Records from a data collection:
__________
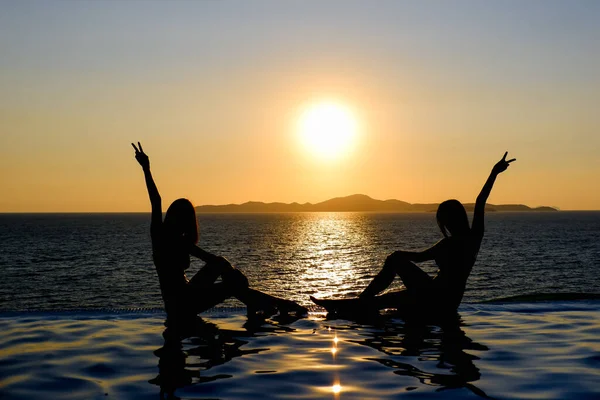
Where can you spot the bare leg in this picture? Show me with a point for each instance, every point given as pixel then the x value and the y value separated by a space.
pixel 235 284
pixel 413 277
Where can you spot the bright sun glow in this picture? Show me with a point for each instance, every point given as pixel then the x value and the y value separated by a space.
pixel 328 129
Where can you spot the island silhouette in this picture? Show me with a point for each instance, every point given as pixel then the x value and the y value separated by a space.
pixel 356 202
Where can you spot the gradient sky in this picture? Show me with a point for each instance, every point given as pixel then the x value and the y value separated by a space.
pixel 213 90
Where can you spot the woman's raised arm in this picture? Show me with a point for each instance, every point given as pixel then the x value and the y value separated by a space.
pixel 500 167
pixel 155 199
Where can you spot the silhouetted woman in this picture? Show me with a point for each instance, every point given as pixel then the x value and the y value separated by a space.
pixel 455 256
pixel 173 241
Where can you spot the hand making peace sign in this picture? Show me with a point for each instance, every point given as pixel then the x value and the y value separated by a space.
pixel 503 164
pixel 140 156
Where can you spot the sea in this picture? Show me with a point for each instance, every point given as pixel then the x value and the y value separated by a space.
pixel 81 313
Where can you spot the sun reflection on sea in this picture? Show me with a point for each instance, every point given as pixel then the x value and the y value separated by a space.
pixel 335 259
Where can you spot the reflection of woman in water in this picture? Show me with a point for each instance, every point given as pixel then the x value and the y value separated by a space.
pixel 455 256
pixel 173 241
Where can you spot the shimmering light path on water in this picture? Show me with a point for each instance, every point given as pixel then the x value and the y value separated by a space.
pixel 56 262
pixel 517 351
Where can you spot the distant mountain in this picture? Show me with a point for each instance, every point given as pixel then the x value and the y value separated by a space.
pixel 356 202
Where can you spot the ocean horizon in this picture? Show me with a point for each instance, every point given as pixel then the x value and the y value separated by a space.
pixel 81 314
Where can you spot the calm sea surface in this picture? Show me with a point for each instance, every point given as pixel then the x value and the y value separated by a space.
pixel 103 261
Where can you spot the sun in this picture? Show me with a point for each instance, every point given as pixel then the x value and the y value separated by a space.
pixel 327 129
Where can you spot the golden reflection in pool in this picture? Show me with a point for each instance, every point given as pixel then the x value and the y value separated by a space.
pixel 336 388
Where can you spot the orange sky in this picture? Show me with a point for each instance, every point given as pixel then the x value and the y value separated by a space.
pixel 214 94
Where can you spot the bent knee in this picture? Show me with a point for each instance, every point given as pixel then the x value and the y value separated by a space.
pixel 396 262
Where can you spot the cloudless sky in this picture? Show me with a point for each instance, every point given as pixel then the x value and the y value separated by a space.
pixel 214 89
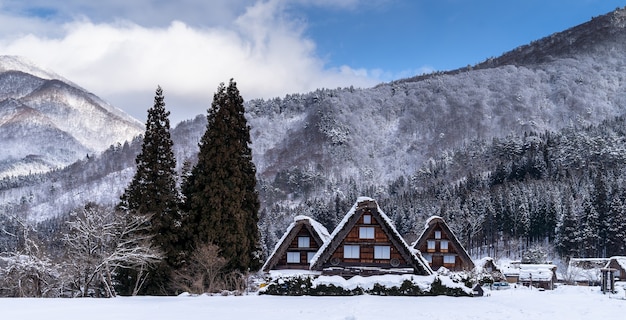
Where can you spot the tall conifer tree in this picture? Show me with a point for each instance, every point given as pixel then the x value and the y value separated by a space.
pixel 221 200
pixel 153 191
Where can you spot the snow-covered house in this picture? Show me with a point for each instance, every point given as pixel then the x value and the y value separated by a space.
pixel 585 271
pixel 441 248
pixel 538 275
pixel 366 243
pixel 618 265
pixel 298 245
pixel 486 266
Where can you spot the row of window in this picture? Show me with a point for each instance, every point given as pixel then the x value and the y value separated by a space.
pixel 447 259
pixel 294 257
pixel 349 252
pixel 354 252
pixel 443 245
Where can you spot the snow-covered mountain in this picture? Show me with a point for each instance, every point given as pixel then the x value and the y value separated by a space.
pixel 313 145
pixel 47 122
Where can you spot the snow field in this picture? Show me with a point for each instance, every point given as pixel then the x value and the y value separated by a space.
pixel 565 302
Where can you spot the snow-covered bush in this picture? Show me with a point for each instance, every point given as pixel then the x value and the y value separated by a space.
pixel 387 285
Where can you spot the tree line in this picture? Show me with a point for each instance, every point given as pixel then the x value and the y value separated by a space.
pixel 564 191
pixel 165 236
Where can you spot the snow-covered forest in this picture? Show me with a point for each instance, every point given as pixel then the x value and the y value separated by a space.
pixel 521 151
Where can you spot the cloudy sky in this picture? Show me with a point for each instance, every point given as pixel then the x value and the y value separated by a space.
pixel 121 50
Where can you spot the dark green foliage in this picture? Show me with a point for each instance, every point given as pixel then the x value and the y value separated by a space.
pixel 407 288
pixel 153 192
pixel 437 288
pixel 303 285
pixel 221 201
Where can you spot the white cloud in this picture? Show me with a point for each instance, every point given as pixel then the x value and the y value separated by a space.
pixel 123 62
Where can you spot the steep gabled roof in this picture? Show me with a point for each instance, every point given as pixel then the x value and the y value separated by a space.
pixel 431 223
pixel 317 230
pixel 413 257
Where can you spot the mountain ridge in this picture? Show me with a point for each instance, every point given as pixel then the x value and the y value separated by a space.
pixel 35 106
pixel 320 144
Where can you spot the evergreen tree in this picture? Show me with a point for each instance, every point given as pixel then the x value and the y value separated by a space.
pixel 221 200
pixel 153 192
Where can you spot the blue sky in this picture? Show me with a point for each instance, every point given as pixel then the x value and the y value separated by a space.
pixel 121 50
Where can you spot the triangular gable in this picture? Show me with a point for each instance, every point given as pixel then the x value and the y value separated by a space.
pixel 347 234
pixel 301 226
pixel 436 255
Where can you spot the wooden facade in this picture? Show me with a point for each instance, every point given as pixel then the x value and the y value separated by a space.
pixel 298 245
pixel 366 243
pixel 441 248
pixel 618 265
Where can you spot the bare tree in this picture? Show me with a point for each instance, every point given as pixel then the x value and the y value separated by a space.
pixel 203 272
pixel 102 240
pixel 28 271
__________
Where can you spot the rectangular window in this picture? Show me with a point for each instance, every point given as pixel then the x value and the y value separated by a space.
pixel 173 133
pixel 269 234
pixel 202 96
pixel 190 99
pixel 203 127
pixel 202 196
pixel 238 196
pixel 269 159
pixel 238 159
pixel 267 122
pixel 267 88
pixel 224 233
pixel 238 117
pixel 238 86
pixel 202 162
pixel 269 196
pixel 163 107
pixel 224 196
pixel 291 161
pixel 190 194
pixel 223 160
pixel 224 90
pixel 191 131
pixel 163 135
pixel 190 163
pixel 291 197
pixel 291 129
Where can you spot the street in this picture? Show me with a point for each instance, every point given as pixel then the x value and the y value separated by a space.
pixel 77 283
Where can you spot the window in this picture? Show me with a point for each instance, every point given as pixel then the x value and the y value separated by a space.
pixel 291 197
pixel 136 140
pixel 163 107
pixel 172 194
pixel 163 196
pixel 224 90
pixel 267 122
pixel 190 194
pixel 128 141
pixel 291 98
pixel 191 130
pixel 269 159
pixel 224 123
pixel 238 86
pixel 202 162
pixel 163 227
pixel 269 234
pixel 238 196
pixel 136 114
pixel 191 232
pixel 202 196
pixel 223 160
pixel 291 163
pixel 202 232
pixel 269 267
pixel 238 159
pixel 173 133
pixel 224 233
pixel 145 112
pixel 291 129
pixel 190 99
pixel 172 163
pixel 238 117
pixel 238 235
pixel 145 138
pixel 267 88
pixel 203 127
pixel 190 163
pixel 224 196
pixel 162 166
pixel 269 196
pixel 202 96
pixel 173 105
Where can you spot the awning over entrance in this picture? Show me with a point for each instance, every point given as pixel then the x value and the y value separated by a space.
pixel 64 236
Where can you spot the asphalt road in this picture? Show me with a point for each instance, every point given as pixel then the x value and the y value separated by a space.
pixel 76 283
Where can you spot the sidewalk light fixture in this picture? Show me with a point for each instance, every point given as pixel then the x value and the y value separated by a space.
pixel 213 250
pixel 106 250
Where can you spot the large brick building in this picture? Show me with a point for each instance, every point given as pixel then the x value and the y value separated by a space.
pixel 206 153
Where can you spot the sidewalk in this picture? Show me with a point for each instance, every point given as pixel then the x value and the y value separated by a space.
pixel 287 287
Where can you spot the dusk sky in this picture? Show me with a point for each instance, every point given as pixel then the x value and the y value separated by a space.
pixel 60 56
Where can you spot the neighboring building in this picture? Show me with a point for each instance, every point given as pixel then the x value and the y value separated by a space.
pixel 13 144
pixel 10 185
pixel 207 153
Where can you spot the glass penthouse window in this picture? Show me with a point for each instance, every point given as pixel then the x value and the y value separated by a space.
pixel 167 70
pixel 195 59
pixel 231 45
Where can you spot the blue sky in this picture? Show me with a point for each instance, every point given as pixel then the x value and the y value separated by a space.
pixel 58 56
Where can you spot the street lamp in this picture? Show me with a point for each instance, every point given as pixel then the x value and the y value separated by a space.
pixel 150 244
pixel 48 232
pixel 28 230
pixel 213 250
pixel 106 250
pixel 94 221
__________
▸ **Directive**:
Copy out the lines between the one holding "Where can you spot the snow-covered house" and the one holding "pixel 486 266", inclusive, exactly as they appear.

▸ **Answer to the exercise**:
Where can you spot the snow-covered house in this picture? Show me with a point for each instance, every point given as pixel then the x value and the y value separated by a space.
pixel 585 271
pixel 441 248
pixel 538 275
pixel 366 243
pixel 618 265
pixel 298 245
pixel 486 266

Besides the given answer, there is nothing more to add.